Teks Sumber>

--------------------------------

Islam sebagai gama yang paling banyak dianut di Kabupaten Sumenep, juga memberikan banyak estimasi stigma sehubungan dengan pendidikan secara umum. Rasulullah juga pernah bersabda ;

“ Menuntut ilmu adalah merupakan kewajiban pada setiap orang Islam, baik laki-laki maupun perempuan “


Allah Swt. Berfirman sehubungan dengan pentingnya pendidikan ;

“ Katakanlah, ‘ adakah sama orang-orang yang mengetahui dengan orang-orang yang tidak mengetahui ?’, sesungguhnya orang yang berakallah yang dapat menerima pelajaran “.[2]
Sesungguhnya dalam penciptaan langit dan bumi silih berganti siang dan malam, bahtera yang berlayar di laut membawa apa yang berguna bagi manusia, dan apa yang Allah turunkan daari langit berupa air, lalu dengan air itu Dia hidupkan bumi sesudah mati (kering) nya dan Dia sebarkan di bumi segala jenis hewan, dan pengisaran angin dan awan yang dikendalikan antara langit dan bumi ; sesungguhnya terdapat tanda-tanda (keesaan dan kebesaran Allah) bagu kaum yang memikirkan “ (QS :al-Baqarah : 164)

Korelasinya dengan pendidikan, beberapa ahli pendidikan memberikan pandangan konteksnya dengan dunia pendidikan secara umum :

John Milton, mengatakan bahwa pendidikan secara umum adalah individu yang mampu membentuk diri yang terampil, dengan kejujuran yang universal baik kepada dirinya sendiri maupun kepada masyarakat sekitar, baik di kala damai maupun di kala perang. John Dewey, mengatakan bahwa pendidikan adalah proses pembentukan kecakapan fundamental, secara intelektual dan emosional, ke arah alam sesama manusia.

--------------------------------

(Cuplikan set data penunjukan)
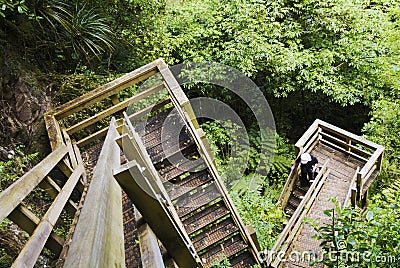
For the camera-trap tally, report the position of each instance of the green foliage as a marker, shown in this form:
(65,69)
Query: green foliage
(384,129)
(341,48)
(10,6)
(222,262)
(79,29)
(261,211)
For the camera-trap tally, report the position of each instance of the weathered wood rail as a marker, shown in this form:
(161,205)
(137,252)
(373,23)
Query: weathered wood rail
(157,158)
(188,212)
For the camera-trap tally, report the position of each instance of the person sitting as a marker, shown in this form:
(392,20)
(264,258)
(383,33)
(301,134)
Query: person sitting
(307,161)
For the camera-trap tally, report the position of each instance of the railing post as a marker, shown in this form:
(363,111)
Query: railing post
(348,146)
(354,197)
(359,185)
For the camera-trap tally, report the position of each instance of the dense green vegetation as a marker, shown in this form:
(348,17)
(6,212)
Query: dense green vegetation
(338,60)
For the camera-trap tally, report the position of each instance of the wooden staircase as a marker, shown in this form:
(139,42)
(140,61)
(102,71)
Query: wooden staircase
(143,194)
(143,190)
(349,166)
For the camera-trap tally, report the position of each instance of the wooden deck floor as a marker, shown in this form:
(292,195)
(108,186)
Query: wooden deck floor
(342,168)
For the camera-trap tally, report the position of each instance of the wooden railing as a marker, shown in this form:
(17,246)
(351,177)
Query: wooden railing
(367,152)
(86,123)
(67,156)
(288,234)
(304,145)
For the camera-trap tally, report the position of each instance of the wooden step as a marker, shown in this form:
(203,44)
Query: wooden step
(216,234)
(228,248)
(197,200)
(178,187)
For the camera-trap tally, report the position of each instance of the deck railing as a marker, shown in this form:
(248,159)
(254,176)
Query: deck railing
(41,230)
(367,152)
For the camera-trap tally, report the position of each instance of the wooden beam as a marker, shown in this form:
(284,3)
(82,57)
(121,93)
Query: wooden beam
(98,239)
(105,91)
(72,157)
(299,220)
(114,109)
(11,197)
(287,235)
(345,134)
(347,146)
(372,161)
(35,244)
(289,226)
(344,150)
(28,222)
(308,134)
(183,107)
(53,131)
(101,133)
(149,250)
(52,189)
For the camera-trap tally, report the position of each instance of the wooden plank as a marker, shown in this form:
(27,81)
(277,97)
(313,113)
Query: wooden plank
(352,187)
(72,158)
(105,91)
(296,229)
(308,134)
(79,159)
(149,249)
(347,145)
(53,131)
(172,85)
(343,150)
(181,104)
(28,222)
(98,239)
(11,197)
(311,142)
(372,161)
(137,187)
(293,226)
(52,189)
(114,109)
(85,141)
(35,244)
(289,226)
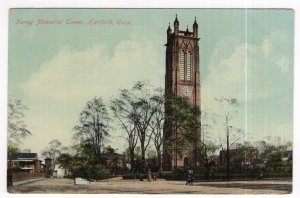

--------------------------------

Deskripsi Tugas>
Ketik ulang bagian teks sumber mulai dari "John Milton, mengatakan" sampai dengan "alam sesama manusia." tanpa mengubah satu kata pun. Entri-entri ini tidak berhubungan dengan teks sumber.

Jawaban>
John Milton, mengatakan bahwa pendidikan secara umum adalah individu yang mampu membentuk diri yang terampil, dengan kejujuran yang universal baik kepada dirinya sendiri maupun kepada masyarakat sekitar, baik di kala damai maupun di kala perang. John Dewey, mengatakan bahwa pendidikan adalah proses pembentukan kecakapan fundamental, secara intelektual dan emosional, ke arah alam sesama manusia.